In the listing below, start at the line containing "the person's head" and stop after the line containing "[(351, 293)]". Give those lines as a numbered list with blank lines dropped.

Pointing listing
** Begin **

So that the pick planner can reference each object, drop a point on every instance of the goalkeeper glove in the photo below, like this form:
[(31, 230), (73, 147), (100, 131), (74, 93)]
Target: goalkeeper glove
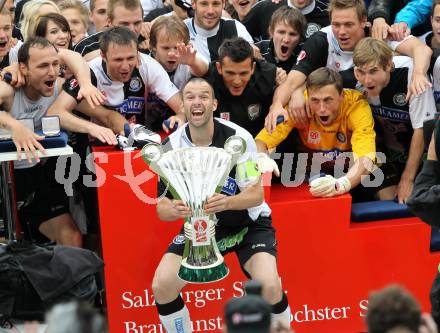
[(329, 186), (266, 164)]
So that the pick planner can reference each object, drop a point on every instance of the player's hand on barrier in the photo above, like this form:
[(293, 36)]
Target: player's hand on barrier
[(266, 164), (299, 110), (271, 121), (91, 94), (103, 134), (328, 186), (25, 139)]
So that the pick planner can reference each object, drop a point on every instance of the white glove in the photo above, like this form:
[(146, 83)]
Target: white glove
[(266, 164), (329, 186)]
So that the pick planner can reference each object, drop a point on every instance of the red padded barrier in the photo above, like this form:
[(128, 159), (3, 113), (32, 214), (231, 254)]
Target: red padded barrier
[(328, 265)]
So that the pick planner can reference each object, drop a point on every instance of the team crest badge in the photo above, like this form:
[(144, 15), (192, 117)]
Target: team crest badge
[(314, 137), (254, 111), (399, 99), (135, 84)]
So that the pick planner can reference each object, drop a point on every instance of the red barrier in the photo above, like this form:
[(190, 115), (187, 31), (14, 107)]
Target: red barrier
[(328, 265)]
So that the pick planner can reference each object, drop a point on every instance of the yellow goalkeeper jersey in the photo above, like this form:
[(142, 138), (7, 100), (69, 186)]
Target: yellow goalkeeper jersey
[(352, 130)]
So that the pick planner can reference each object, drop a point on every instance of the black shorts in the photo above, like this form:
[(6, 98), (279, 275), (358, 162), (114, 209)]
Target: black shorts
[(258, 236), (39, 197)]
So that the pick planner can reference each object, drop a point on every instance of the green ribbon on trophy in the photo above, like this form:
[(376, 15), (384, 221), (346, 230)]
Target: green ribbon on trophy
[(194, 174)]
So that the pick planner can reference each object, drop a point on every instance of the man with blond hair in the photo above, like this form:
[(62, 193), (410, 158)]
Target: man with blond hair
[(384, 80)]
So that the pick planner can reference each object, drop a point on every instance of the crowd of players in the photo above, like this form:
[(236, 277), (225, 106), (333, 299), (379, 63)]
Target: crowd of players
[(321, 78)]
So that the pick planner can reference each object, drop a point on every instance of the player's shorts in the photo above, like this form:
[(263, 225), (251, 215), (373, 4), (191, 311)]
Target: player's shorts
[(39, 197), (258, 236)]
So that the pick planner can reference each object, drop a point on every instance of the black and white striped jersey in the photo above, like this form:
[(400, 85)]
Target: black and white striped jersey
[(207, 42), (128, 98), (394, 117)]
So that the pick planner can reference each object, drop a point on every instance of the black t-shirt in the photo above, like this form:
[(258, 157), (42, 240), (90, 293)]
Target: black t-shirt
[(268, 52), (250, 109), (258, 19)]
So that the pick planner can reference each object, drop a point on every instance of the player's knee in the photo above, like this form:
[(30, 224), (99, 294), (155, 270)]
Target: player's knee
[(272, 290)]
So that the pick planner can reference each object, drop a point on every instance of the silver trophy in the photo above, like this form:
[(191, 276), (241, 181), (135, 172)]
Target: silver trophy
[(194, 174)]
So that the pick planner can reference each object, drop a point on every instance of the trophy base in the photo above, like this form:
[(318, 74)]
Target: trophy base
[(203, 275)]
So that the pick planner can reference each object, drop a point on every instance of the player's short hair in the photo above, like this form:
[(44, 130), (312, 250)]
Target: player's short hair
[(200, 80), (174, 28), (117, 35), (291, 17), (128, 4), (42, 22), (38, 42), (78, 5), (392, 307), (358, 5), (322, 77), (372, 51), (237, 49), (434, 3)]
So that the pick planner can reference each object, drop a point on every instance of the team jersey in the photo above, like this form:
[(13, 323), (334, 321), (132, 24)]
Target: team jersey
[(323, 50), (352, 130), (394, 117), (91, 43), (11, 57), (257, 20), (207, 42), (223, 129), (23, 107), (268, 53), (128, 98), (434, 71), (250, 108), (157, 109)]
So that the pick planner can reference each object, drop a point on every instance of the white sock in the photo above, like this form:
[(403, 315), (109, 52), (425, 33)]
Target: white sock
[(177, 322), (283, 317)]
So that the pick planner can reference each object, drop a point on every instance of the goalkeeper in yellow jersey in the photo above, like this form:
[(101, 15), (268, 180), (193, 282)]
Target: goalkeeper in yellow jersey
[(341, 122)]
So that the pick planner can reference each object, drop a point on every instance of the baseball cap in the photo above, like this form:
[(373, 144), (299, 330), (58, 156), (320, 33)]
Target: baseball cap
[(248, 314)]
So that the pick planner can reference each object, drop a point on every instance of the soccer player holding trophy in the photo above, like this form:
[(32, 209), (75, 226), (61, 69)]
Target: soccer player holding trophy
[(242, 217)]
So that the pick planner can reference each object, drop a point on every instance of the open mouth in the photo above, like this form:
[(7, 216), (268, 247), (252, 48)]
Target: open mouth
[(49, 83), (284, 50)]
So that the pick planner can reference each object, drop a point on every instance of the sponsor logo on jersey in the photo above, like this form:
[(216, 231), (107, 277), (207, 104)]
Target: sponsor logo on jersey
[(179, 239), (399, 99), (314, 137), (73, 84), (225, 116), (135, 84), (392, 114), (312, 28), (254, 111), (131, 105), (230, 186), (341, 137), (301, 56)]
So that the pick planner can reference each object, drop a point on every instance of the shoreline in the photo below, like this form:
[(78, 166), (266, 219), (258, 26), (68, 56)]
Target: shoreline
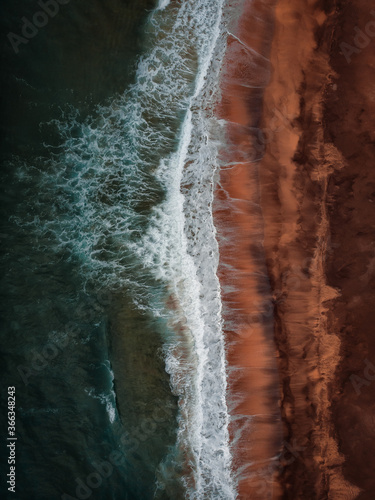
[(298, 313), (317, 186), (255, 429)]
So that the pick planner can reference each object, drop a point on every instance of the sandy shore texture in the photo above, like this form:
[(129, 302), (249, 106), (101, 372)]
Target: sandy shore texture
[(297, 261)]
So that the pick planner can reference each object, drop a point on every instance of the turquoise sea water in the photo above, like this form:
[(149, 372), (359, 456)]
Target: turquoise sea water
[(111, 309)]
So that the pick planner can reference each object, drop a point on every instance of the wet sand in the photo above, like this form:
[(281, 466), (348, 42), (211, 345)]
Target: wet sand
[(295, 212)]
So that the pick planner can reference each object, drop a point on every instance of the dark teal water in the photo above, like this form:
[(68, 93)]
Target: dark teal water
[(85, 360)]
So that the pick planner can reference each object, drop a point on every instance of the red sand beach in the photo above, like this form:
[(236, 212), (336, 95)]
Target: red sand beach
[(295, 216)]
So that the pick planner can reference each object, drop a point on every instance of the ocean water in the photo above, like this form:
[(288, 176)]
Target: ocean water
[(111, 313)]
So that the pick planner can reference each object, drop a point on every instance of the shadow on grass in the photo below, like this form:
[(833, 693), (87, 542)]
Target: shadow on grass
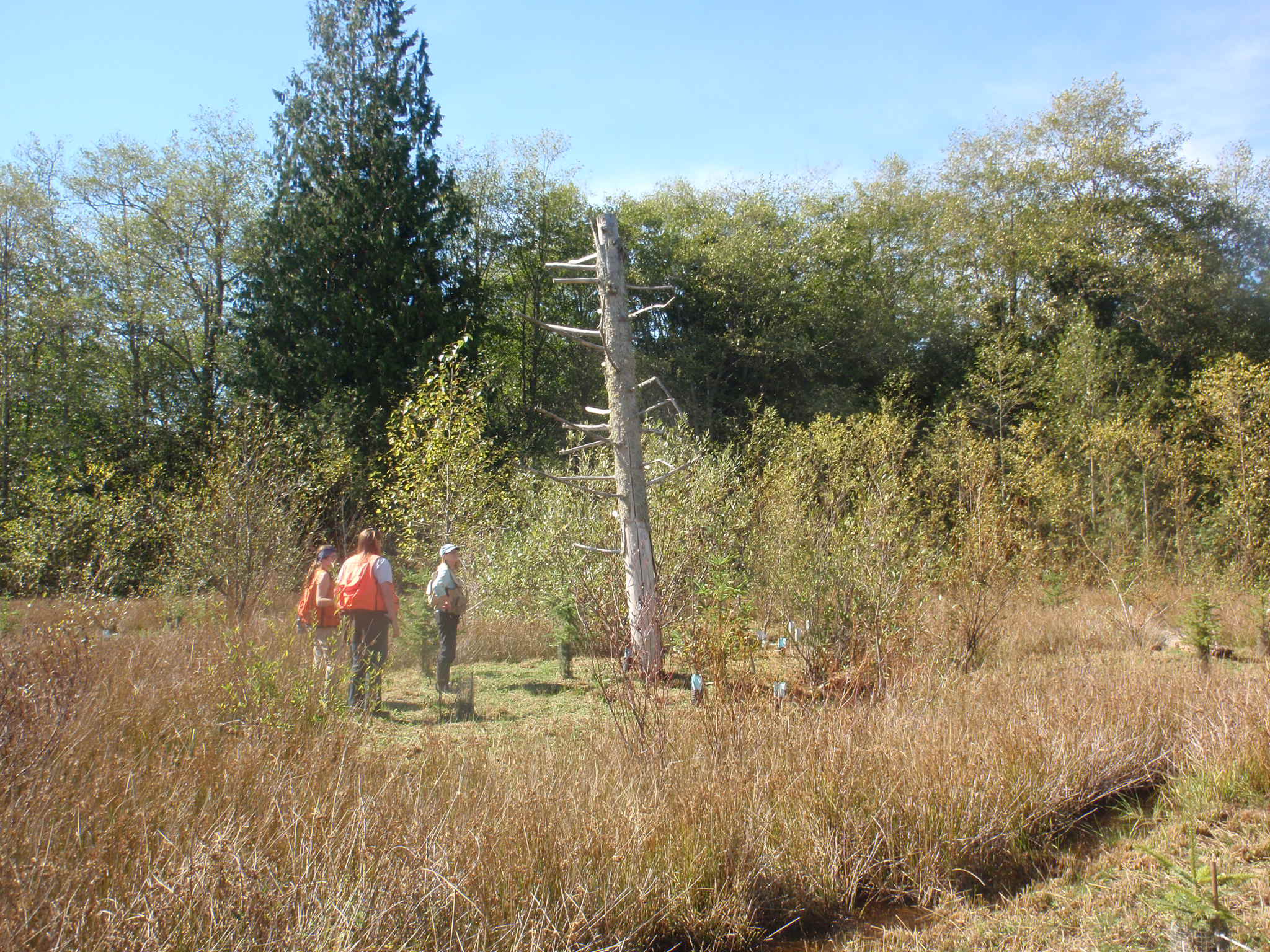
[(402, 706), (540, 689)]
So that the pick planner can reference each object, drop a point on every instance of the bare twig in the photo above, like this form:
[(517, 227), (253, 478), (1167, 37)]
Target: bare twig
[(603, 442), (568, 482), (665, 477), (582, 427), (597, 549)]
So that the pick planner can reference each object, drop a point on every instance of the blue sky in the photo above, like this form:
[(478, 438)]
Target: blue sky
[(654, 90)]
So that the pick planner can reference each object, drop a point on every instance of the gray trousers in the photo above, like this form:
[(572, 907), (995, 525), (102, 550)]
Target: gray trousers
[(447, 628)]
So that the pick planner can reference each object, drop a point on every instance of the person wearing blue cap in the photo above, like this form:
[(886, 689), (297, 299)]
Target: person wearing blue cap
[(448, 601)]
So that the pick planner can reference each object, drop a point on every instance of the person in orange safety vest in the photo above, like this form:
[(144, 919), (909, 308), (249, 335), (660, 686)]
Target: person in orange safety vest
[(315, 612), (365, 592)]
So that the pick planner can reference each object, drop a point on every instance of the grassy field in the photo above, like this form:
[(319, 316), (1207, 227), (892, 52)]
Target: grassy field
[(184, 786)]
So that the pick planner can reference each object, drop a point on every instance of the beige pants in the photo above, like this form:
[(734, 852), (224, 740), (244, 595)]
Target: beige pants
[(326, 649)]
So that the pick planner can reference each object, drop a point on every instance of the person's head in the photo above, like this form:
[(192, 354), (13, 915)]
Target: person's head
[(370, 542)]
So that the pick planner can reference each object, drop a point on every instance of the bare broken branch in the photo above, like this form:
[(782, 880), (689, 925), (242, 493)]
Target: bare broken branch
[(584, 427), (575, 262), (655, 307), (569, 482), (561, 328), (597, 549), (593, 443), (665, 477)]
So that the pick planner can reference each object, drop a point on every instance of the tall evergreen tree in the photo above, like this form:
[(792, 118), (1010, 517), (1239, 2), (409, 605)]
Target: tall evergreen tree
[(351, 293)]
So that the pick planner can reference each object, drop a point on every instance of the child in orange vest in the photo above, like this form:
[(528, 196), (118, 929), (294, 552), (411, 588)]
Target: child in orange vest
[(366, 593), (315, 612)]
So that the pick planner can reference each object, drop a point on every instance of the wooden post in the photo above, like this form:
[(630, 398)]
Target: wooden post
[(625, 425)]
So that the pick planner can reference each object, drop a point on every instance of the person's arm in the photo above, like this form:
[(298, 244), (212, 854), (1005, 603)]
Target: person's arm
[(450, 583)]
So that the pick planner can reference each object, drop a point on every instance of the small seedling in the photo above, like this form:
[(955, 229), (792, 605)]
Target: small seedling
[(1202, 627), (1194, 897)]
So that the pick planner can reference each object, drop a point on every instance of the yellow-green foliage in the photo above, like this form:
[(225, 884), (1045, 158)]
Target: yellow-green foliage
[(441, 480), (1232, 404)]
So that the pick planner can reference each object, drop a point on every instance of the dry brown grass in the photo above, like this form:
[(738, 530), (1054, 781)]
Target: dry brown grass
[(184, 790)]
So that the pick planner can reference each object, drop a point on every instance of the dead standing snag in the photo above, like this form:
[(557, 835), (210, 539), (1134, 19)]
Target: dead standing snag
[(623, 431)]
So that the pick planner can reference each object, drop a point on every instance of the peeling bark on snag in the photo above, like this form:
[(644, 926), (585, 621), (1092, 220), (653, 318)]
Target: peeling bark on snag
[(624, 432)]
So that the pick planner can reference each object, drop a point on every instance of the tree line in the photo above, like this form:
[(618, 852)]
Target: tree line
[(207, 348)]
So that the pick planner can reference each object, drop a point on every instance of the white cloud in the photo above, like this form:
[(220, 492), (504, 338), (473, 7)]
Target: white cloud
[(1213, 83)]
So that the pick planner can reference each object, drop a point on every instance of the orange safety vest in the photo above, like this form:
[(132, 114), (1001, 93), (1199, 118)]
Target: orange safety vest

** End **

* THE REPLY:
1. So that the pick planner can reference each object, drop a point on every instance of the person's head in the photo above, like this form:
2. [(192, 354), (13, 915)]
3. Target: person's head
4. [(370, 542)]
5. So that the pick planner can reference each object, drop a point on every instance of the bare broken branch in the photo above, like this form:
6. [(782, 880), (689, 925), (242, 493)]
7. Target: bare broken branch
8. [(584, 427), (575, 262), (655, 307), (569, 482), (561, 328), (597, 549), (593, 443), (665, 477)]
9. So that the pick planner can reference each object, drop a point on every instance of the tall evergreen tree in the photo above, like this form:
10. [(792, 118), (1010, 517), (1239, 2), (409, 605)]
11. Target: tall evergreen tree
12. [(351, 293)]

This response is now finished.